Passage shown:

Strategies to Accommodate Reading (STAR)

NCT03312270 · Status: COMPLETED · Phase: NA · Type: INTERVENTIONAL · Enrollment: 152

Last updated 2022-10-06

No results posted yet for this study

Summary

People with aphasia often understand spoken utterances better than written sentences. They also benefit from having content appear in multiple rather than single modalities. Because text-to-speech (TTS) systems accommodate both of these functions, it provides an ideal basis for a reading intervention. TTS systems convert written text to provide both text and auditory information. Research about using TTS supports with people with aphasia has not extended beyond basic case studies and our studies of sentence level comprehension. Hence, no evidence exists about varying TTS features-such as speech output, speech rate, and text highlighting-known to benefit others with reading problems. Also, social acceptance of TTS is not well understood, even though it is critical to adoption and long-term use of the technology.

Supplied information:
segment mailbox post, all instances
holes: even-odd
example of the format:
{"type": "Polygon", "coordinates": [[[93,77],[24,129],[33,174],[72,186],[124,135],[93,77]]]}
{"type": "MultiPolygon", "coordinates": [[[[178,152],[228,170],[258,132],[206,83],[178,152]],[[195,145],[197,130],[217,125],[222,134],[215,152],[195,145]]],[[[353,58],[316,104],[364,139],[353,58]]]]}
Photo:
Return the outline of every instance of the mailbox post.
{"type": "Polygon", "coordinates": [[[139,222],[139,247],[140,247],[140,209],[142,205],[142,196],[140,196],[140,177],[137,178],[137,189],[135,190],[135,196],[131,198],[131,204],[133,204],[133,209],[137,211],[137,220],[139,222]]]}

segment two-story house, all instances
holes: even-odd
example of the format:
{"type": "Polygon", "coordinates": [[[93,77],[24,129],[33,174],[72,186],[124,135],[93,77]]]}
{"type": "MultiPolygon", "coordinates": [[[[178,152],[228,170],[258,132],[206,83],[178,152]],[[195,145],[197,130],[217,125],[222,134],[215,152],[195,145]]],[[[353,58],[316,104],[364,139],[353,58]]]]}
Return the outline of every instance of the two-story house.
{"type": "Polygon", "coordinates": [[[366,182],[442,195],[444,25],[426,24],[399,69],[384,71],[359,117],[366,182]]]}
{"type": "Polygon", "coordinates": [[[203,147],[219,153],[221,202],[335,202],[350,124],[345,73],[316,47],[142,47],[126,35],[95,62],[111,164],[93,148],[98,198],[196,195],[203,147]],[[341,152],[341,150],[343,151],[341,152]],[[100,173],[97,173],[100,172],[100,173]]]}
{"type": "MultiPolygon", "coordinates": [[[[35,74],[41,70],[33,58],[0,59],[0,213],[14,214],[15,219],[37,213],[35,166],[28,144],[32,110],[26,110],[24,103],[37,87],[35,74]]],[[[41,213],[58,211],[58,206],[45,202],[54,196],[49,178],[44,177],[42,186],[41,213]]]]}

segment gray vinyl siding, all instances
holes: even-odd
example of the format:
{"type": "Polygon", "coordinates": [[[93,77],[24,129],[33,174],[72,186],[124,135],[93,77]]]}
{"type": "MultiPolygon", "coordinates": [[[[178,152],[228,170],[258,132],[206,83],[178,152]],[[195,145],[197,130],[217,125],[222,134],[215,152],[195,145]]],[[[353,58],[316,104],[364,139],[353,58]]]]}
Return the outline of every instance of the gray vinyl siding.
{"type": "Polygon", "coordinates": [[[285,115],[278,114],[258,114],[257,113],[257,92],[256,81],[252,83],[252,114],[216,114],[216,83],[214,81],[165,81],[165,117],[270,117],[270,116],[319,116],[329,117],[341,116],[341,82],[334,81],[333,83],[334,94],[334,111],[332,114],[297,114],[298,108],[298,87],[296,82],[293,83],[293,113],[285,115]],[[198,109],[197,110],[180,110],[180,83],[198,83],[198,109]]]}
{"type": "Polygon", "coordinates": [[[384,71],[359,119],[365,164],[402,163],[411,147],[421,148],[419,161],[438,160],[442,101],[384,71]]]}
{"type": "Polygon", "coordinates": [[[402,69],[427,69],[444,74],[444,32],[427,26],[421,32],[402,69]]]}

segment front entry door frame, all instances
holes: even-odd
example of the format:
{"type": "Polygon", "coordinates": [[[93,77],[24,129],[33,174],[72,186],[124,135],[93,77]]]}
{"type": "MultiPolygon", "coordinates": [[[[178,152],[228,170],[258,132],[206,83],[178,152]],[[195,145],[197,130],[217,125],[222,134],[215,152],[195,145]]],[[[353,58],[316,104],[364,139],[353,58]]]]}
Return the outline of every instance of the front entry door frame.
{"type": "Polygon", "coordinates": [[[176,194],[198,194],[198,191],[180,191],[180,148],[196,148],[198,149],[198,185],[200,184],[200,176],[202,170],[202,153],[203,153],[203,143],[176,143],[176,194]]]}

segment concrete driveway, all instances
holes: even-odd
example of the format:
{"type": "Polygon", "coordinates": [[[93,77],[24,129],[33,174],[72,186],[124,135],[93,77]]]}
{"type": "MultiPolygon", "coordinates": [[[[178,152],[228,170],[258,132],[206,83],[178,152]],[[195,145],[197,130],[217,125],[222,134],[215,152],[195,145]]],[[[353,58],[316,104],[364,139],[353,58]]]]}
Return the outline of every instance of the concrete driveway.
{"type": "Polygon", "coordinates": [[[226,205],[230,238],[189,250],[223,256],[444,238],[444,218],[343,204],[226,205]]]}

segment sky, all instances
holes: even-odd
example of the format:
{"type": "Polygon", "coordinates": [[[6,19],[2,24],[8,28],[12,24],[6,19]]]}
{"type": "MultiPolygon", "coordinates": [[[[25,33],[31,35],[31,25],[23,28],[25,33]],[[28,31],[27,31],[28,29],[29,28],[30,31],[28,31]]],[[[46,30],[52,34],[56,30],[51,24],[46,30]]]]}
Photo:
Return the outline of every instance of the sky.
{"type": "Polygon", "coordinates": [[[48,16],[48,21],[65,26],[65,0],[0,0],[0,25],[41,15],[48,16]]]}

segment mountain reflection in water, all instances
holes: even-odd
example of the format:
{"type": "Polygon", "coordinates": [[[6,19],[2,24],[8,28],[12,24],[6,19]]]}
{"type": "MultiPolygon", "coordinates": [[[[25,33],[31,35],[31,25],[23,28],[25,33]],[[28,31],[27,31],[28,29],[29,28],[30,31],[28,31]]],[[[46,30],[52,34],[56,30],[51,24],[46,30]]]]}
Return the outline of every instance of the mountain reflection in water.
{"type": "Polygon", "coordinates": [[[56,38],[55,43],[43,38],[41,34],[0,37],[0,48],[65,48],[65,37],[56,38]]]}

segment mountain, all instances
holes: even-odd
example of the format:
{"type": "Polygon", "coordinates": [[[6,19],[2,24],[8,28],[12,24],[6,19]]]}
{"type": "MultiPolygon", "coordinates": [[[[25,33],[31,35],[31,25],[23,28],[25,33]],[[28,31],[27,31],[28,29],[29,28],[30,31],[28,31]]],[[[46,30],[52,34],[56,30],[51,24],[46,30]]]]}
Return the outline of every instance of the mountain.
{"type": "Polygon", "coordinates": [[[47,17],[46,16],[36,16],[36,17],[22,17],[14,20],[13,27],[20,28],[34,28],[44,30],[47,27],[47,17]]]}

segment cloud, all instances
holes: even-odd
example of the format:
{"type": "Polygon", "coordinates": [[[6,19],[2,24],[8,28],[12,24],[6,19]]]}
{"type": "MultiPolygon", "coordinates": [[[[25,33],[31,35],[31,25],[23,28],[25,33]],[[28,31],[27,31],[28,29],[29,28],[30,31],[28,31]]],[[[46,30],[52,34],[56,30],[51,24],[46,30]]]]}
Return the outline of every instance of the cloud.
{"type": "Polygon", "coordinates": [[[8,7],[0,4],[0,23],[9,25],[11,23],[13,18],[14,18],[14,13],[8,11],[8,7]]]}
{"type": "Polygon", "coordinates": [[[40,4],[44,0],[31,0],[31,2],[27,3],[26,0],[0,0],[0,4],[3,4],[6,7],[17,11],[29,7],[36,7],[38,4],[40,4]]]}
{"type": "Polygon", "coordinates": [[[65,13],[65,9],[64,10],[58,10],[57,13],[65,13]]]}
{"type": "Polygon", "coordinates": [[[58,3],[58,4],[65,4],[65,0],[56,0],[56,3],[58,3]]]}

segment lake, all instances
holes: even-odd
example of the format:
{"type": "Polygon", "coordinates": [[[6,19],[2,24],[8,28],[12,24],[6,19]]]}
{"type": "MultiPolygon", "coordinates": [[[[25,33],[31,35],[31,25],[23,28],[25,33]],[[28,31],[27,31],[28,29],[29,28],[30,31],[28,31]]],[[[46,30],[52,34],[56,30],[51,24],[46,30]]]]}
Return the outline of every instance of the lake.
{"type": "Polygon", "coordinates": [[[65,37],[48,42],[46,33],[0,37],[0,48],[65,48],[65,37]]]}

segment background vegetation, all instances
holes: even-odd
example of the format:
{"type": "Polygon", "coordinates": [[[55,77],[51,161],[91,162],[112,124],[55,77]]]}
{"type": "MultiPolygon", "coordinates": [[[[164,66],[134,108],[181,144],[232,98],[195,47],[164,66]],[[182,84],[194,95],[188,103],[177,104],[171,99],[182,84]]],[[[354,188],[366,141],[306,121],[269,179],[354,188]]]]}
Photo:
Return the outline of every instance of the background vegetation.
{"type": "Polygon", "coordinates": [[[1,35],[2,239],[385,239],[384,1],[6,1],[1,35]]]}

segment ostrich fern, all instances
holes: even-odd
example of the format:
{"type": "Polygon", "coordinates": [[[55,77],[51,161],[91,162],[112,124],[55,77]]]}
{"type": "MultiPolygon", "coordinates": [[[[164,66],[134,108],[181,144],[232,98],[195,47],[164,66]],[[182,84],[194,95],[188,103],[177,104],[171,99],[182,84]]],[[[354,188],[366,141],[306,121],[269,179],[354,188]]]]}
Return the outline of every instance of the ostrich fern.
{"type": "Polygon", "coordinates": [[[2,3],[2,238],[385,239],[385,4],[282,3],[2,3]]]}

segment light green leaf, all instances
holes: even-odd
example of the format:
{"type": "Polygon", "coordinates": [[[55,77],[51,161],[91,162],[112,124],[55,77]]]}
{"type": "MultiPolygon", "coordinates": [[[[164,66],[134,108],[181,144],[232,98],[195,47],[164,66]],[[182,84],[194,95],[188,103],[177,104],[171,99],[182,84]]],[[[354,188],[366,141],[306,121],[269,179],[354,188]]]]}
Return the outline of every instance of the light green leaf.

Using the information:
• a. Name each TTS feature the summary of the aphasia reading study gives as an example of features known to help others with reading problems.
• b. Carry on writing the summary of the aphasia reading study, starting after its last sentence.

Expected results:
• a. speech output, speech rate, text highlighting

• b.
The purpose of this study is to evaluate various aspects of multimodality presentation of material through TTS systems used by people with aphasia. The immediate outcome of the proposed research will be evidence-based recommendations for selecting and adjusting TTS systems and features. This work will enable clinicians to maximize benefits for adults with varying aphasia profiles. We also will obtain initial evidence about the social validity and perceived value of TTS system use for this population.

Conditions

  • Aphasia

Interventions

BEHAVIORAL

Multimodality information comprehension

Evaluate various aspects of multimodality presentation of materials through text-to-speech systems used by people with aphasia.

Sponsors & Collaborators

  • Duquesne University

    collaborator OTHER
  • University of Arizona

    collaborator OTHER
  • Quality Living, Inc.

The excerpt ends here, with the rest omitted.